# Breadth First Search (BFS)

### BFS

* Explore the graph level by level
  - First visit vertices that are one step away
  - Then two steps away
  - ...
* Each visited vertex has to be explored
  - Extend the search to its neighbours
  - Do this only once for each vertex
* Maintain the information about vertices
  - Which vertices have been visited already
  - Among these, which are yet to be explored

* Assume $V = \{0, 1, ..., n - 1\}$
* $visited : V \rightarrow \{True, False\}$ tells use whether $v \in V$ has been visited or not
  - Initially, $visited(v) = False$ for all $v \in V$
* Maintain a sequence of visited vertices yet to be explored
  - A queue -- first in, first out
  - Initially empty
* Exploring a vertex $i$
  - For each edge $(i, j)$, if $visited(j)$ is $False$
    - Set $visited(j)$ to $True$
    - Append $j$ to the queue

In [None]:
class Queue:
  def __init__(self):
    self.queue = []
  
  def addq(self, v):
    self.queue.append(v)

Some records

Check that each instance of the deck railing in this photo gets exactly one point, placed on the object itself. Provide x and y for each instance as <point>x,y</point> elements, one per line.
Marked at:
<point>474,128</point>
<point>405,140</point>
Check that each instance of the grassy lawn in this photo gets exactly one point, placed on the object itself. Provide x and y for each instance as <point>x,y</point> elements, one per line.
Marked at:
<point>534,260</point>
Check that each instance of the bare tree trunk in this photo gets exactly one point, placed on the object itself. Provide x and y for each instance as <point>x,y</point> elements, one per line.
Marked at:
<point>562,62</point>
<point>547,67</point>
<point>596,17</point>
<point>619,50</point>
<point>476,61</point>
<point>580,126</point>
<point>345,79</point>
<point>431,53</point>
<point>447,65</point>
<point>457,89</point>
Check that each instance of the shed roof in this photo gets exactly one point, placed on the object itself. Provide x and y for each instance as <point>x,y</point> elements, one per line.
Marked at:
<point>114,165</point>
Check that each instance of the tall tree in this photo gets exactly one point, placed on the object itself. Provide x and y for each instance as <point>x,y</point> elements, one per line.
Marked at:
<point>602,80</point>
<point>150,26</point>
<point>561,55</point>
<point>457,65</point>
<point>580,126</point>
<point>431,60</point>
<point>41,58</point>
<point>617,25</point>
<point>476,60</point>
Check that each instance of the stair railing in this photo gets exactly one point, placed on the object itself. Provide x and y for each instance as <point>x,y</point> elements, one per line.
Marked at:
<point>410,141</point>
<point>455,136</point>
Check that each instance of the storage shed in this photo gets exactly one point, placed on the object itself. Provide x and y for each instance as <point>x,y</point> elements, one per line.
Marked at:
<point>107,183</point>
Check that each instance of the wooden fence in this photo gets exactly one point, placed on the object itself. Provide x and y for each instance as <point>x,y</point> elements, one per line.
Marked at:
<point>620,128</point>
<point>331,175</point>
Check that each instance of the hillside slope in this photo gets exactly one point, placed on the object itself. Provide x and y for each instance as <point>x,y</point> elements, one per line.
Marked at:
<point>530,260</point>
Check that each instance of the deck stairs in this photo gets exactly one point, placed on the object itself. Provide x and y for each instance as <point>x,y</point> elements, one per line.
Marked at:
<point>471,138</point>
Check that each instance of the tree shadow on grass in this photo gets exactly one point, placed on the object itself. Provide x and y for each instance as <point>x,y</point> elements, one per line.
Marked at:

- _TO BE DONE_:
Can you pick up the breadth-first search notes after their last line and carry them on? Nothing in the records is needed here.

- _RESPONSE TO THIS EXERCISE_:
  def delq(self):
    v = None

    if not self.isempty():
      v = self.queue[0]
      self.queue = self.queue[1:]
    
    return v
  
  def isempty(self):
    return self.queue == []
  
  def __str__(self):
    return str(self.queue)

In [None]:
q = Queue()

for i in range(3):
  q.addq(i)
  print(q)
print(q.isempty())

for i in range(3):
  print(q.delq(), q)
print(q.isempty())

In [None]:
# ---- OUTPUT ----
[0]
[0, 1]
[0, 1, 2]
False
0 [1, 2]
1 [2]
2 []
True

* Initially
  - $visited(v) = False$ for all $v \in V$
  - Queue of vertices to be explored is empty
* Start BFS from the vertex $j$
  - Set $visited(j) = True$
  - Add $j$ to the Queue
* Remove and explore vertex $i$ at head of queue
  - For each edge $(i, j)$, if $visited(j)$ is $False$
    - Set $visited(j)$ to $True$
    - Append $j$ to the queue
* Stop when the queue is empty

In [None]:
def BFS(AMat, v):
  (rows, cols) = AMat.shape
  visited = {}

  for i in range(rows):
    visited[i] = False
  q = Queue()

  visited[v] = True
  q.addq(v)

  while not q.isempty():
    j = q.delq()

    for k in neighbours(AMat, j):
      if not visited[k]:
        visited[k] = True
        q.addq(k)
  
  return visited

In [None]:
def BFSList(AList, v):
  visited = {}
  
  for i in AList.keys():
    visited[i] = False
  q = Queue()

  visited[v] = True
  q.addq(v)

  while not q.isempty():
    j = q.delq()

    for k in AList[j]:
      if not visited[k]:
        visited[k] = True
        q.addq(k)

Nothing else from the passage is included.